Juan Carlos Rivera Quintana nació en una isla - en Cuba - y un buen día decidió salir de ella a mirar el mundo y buscar otros aires. Él quería alcanzar otros horizontes más personales e intelectuales y decidió construir su propia casa - su islaenpeso - y desde ahí presentar sus inquietudes periodísticas y literarias, sus crónicas de viajes, obsesiones y nostalgias. Acá, en esta geografía, sin mar cercano que lo aleje, se siente totalmente libre.
martes, 25 de agosto de 2015
jueves, 20 de agosto de 2015
Borges o la incapacidad para enfrentarnos a la eternidad
Reflexiones después
de intentar introducir a mis alumnos de Literatura, del Instituto Sudamericano
de Enseñanza de la Comunicación (ISEC), en Buenos Aires, en el mundo borgiano y
la lectura de su cuento más emblemático: “El Aleph” (1945).
Por: Juan Carlos Rivera Quintana
Ilustración: obra de Remedios Varó. Foto: Archivo de Prensa.

Registros de coordenadas anotados:
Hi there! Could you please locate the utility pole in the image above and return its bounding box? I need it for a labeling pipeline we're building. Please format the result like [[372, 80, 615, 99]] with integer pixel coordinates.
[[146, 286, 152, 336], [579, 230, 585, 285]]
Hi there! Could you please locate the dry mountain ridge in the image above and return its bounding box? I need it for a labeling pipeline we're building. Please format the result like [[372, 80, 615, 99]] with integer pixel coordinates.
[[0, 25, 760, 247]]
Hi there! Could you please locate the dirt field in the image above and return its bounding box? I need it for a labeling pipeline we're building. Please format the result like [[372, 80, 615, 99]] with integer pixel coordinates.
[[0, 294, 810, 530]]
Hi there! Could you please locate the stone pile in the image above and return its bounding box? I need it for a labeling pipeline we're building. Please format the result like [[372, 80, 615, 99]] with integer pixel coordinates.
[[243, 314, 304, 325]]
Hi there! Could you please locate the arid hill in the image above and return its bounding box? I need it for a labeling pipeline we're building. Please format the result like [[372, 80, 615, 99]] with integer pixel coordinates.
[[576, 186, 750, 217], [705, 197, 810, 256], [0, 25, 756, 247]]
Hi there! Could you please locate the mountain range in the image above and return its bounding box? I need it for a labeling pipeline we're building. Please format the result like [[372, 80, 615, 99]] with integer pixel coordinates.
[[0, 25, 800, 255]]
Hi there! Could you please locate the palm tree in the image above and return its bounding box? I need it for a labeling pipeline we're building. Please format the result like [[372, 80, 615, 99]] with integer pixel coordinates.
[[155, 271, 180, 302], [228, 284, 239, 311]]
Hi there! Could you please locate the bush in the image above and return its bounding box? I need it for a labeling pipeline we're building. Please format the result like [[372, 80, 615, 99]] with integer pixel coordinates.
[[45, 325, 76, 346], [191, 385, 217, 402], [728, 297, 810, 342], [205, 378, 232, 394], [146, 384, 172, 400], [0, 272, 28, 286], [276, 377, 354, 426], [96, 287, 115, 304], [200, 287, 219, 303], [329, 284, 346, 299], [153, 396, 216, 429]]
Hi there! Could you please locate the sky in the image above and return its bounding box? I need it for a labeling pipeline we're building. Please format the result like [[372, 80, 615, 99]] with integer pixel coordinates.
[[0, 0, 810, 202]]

### Tarea asignada 1
Repite del extracto el fragmento que empieza en "martes, 25 de" y termina en "Archivo de Prensa.".
### Tarea asignada 2
Indica si cada afirmación concuerda con el extracto; responde sí o no y cita las palabras exactas del extracto que lo deciden.
(a) Juan Carlos Rivera Quintana nació en Cuba.
(b) "El Aleph" es de 1950.
(c) El instituto donde se intentó presentar el mundo borgiano a los alumnos está en Buenos Aires.

### Respuesta final 1
martes, 25 de agosto de 2015
jueves, 20 de agosto de 2015
Borges o la incapacidad para enfrentarnos a la eternidad
Reflexiones después
de intentar introducir a mis alumnos de Literatura, del Instituto Sudamericano
de Enseñanza de la Comunicación (ISEC), en Buenos Aires, en el mundo borgiano y
la lectura de su cuento más emblemático: “El Aleph” (1945).
Por: Juan Carlos Rivera Quintana
Ilustración: obra de Remedios Varó. Foto: Archivo de Prensa.

### Respuesta final 2
(a) Sí: «nació en una isla - en Cuba -».
(b) No: «la lectura de su cuento más emblemático: “El Aleph” (1945)».
(c) Sí: «de Enseñanza de la Comunicación (ISEC), en Buenos Aires».